[Your task] Reproduce the data below word for word, without the pictures.

▼▼▼

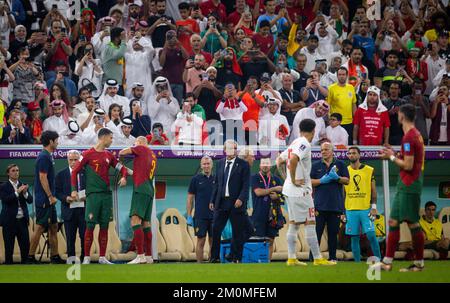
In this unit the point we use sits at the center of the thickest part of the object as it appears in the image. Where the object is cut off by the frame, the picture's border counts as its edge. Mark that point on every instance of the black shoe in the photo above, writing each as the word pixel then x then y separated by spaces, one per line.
pixel 56 260
pixel 214 261
pixel 229 258
pixel 31 260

▲▲▲

[The answer]
In this unit the point we use sits at the center of the thickest part of the object as it appears in the image. Where the object is cut off by the frame, the picture's border counts as its edge. Mark that point on every instance of the black shoe in the photo above, writing each as the word pixel then x then y separated by spaces, one per line.
pixel 56 260
pixel 214 261
pixel 229 258
pixel 31 260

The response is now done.